Convert every line of the items below into a Markdown table with the columns "Row" and "Line", numbering each row and skipping blank lines. Leave the pictures out of the table.

------------------------

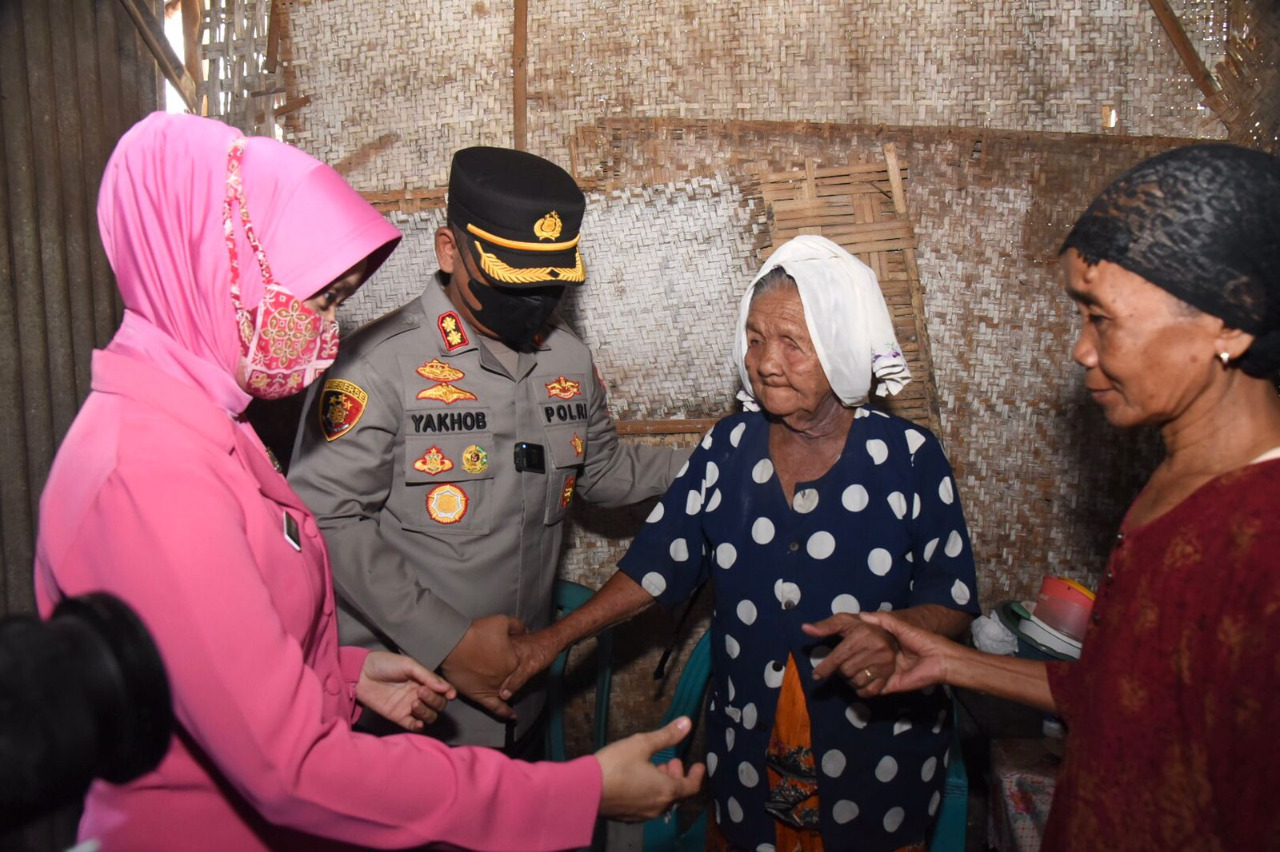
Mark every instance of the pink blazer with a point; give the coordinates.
(160, 498)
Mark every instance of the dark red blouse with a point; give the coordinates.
(1174, 708)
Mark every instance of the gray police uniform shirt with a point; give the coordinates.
(406, 456)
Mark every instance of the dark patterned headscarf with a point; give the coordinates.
(1202, 223)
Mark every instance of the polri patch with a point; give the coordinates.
(447, 503)
(434, 461)
(451, 330)
(563, 388)
(475, 459)
(341, 407)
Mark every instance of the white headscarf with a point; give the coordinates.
(846, 317)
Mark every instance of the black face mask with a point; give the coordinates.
(515, 315)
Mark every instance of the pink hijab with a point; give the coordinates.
(160, 213)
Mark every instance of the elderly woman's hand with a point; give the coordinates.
(401, 688)
(865, 656)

------------------------

▶ _Exercise result_:
| Row | Line |
|---|---|
| 1 | Mark every instance of the pink blazer with a point; give the coordinates. |
| 2 | (160, 498) |
| 3 | Mark every instance of the dark red blouse with a point; give the coordinates. |
| 4 | (1174, 708) |
| 5 | Mark every instance of the gray police uniform shirt with a point; give the coordinates. |
| 6 | (406, 456) |
| 7 | Mark every instance of the dark patterned headscarf with a point; give the coordinates. |
| 8 | (1202, 223) |
| 9 | Mark every instance of the polri patch with a point; give the coordinates. |
| 10 | (447, 503) |
| 11 | (434, 461) |
| 12 | (451, 330) |
| 13 | (563, 388) |
| 14 | (475, 459) |
| 15 | (341, 407) |
| 16 | Mark every instance of the white headscarf with a point; give the coordinates. |
| 17 | (846, 317) |
| 18 | Mark every instance of the black face mask with a point; give the coordinates. |
| 19 | (515, 315) |
| 20 | Mark every instance of the pink hijab with a point; give the coordinates. |
| 21 | (160, 213) |
| 22 | Mark every instance of the elderly woman's hand with a point; give the coordinates. |
| 23 | (401, 688) |
| 24 | (865, 656) |